- [WHAT IS NEEDED]
Answer with a single number stating how many lines of the entries below include the string "sign".

--- START ---

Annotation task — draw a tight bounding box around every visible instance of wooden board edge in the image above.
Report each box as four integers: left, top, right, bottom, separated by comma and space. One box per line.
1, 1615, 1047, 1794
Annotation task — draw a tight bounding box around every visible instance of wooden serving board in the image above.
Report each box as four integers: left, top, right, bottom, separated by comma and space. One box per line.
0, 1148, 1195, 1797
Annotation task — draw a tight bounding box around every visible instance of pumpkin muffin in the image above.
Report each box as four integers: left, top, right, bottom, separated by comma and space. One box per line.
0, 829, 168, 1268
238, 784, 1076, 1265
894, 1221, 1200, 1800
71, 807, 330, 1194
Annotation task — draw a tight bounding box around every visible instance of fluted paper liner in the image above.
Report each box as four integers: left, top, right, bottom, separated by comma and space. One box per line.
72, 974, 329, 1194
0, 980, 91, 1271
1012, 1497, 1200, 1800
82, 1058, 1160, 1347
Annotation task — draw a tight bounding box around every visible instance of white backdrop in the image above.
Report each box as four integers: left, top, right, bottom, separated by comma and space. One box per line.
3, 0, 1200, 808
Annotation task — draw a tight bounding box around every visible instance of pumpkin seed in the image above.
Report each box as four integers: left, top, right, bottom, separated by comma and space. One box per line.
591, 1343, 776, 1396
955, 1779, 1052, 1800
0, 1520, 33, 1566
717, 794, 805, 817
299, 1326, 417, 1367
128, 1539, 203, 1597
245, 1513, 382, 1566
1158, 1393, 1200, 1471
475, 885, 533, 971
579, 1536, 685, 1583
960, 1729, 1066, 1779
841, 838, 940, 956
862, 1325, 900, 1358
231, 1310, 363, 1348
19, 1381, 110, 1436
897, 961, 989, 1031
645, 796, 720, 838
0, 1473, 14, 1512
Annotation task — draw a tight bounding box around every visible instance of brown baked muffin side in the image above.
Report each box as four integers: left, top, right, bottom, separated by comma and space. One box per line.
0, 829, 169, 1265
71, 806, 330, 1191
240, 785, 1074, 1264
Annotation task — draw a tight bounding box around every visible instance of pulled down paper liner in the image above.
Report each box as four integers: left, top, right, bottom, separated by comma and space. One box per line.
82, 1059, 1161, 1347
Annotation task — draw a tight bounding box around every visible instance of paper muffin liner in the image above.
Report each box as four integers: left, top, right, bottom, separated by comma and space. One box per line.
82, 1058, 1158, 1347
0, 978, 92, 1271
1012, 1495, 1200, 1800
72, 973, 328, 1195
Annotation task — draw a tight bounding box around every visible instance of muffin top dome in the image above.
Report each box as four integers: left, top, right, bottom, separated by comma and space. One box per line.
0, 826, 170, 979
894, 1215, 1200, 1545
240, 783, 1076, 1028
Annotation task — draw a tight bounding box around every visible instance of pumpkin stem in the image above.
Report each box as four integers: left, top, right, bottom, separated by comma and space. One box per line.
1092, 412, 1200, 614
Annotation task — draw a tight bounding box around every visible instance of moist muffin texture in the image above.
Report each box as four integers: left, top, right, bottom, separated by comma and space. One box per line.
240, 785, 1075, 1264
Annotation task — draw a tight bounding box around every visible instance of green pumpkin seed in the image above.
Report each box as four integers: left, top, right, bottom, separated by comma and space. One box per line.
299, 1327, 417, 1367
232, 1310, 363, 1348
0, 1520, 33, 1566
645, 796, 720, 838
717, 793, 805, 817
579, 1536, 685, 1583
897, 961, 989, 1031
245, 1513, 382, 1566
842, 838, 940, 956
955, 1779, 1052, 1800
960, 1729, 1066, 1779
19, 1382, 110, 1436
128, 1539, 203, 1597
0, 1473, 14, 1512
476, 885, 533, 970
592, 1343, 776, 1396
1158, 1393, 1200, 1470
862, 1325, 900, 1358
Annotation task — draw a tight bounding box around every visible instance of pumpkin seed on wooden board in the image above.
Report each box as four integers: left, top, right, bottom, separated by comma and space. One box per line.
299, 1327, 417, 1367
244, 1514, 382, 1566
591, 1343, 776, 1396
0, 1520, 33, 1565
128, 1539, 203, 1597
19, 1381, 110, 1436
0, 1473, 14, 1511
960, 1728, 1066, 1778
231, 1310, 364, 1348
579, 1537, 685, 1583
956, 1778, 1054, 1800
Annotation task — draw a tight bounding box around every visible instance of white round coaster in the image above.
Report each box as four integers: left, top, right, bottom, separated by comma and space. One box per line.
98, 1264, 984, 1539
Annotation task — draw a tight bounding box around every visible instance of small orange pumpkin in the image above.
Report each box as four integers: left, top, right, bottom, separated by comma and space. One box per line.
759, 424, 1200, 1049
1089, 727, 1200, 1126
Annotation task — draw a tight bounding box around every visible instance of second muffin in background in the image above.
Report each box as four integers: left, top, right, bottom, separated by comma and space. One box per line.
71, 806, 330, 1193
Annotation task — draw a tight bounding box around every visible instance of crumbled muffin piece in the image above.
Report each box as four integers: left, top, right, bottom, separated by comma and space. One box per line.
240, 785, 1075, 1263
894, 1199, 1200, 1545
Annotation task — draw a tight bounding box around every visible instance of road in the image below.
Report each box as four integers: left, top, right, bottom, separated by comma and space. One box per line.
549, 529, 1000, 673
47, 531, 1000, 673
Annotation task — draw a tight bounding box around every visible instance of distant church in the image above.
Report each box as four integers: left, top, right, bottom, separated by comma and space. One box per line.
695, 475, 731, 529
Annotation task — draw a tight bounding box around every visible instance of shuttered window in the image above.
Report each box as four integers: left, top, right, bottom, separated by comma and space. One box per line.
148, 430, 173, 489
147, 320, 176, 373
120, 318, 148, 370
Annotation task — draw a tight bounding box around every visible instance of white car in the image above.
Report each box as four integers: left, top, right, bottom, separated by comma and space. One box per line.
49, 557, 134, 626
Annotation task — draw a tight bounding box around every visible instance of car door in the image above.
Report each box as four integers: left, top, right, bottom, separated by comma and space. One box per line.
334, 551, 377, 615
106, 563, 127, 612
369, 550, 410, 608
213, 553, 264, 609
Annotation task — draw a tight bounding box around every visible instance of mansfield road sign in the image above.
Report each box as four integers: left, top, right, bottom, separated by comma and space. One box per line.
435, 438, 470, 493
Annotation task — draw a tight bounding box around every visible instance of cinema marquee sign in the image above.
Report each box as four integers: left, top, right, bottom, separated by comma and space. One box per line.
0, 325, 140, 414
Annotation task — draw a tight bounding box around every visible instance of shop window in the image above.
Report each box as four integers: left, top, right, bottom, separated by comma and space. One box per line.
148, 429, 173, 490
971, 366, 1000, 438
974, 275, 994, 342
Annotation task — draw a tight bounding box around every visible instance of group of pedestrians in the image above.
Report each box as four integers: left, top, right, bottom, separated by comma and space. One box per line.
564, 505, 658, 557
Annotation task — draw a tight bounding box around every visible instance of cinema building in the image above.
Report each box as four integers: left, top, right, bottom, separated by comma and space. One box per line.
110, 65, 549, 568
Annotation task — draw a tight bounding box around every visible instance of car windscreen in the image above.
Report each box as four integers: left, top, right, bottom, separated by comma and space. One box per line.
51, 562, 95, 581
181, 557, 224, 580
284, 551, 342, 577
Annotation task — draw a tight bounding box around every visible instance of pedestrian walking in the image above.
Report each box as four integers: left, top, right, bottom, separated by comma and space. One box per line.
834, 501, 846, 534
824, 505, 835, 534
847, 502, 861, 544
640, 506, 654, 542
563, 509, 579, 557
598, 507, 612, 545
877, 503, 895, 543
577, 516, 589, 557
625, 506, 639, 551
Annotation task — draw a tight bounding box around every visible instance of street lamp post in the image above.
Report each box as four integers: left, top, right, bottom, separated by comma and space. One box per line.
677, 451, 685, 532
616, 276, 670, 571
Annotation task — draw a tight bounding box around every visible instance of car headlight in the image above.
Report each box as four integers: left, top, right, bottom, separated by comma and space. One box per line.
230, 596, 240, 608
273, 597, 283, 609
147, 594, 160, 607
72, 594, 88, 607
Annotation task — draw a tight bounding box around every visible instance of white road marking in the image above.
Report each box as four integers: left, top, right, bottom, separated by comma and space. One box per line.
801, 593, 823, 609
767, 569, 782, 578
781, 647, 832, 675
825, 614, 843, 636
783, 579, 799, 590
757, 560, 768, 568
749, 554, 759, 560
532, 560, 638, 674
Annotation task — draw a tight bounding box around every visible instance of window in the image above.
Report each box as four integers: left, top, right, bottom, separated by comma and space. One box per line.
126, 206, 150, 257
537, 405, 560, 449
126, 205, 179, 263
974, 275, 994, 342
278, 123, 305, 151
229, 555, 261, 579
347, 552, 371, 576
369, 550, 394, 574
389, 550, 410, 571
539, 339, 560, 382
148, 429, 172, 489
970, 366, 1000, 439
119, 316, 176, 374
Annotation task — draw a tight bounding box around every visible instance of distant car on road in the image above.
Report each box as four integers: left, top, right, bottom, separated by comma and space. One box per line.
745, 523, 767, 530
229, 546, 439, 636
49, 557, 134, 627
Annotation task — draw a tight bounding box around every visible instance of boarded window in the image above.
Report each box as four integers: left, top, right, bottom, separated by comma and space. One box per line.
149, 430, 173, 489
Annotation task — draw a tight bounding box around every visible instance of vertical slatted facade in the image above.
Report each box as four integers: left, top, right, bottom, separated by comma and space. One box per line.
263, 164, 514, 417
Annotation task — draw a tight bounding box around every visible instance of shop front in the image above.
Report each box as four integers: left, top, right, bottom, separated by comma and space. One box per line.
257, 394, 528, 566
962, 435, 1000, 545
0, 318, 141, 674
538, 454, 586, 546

--- END ---

- [ANSWER SPACE]
2